*What this task involves*.
All of the data below is to be printed again exactly.

(Dataset items)
================

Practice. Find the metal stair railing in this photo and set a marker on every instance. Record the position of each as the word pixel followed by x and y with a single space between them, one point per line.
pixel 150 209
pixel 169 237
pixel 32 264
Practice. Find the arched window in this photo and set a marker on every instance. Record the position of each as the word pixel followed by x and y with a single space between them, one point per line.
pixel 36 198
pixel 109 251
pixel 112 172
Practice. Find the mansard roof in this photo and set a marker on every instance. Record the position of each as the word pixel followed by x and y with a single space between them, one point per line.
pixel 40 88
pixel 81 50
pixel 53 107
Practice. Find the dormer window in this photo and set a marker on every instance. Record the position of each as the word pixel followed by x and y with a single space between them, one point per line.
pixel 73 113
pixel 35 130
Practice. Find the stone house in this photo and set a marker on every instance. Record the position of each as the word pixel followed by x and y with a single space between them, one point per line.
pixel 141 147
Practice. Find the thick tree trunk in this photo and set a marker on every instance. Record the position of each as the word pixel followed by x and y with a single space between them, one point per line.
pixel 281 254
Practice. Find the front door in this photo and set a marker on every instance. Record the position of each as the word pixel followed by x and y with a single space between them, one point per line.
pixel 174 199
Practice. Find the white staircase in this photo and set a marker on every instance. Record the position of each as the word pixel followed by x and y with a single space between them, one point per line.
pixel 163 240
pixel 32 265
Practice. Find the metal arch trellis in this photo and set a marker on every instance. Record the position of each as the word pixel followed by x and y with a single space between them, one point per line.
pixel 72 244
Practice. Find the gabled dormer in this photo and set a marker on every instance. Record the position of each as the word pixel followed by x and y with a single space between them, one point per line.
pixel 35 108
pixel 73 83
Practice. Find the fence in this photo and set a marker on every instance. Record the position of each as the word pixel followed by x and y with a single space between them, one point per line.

================

*Answer section*.
Practice. Find the metal stair railing in this photo and set a marker on every instance. Record the position of each as the word pixel followed by x and y with a single space between them, one point per line.
pixel 150 209
pixel 169 237
pixel 32 264
Practice. Find the arched window in this photo and set a marker on every instance. Record the position of each as the word pixel followed by x and y with a single space between them, one point per line.
pixel 36 198
pixel 109 251
pixel 112 172
Practice. Find the mansard roof in this photo and set a marker on every instance. Record the position of each as the word pixel followed by x and y with a single space between them, one point per line.
pixel 40 88
pixel 81 50
pixel 53 107
Practice. Find the dormer window in this photo and set a marker on every instance. Record the position of each as the word pixel followed by x and y with a single space between them, one point per line.
pixel 73 113
pixel 35 130
Practice. Find the stone house in this photo and set a marker on every instance. Record the position of each as the word pixel followed by x and y with a single space between them, one point per line.
pixel 141 147
Practice. Find the thick tree trunk in this photo and set a marker on every instance. Record the position of each as the word pixel followed by x and y with a single space between them, one point per line.
pixel 281 254
Practice. Find the front door in this photo and set a marker on every instance. Record the position of each as the word pixel followed by x and y with a single space between them, one point per line.
pixel 174 199
Practice. Find the white staircase in this photo and set a marker on every instance. Record the position of each as the word pixel followed by x and y with a single space between them, one point per line.
pixel 163 240
pixel 32 265
Practice. Find the metal arch trellis in this photo and set a marker on every instance. Record the position of each as the word pixel followed by x and y with a single space between them, one point per line.
pixel 72 244
Practice. Find the gabled dormer in this photo and set a marker on every instance. Record the position of each as the word pixel followed by x and y with a single space between them, one point per line.
pixel 35 108
pixel 73 83
Practice. Find the fence in this photo and set a marker on every instance. Record the position of each as the word pixel followed by x and y with a single space between them, one point per line.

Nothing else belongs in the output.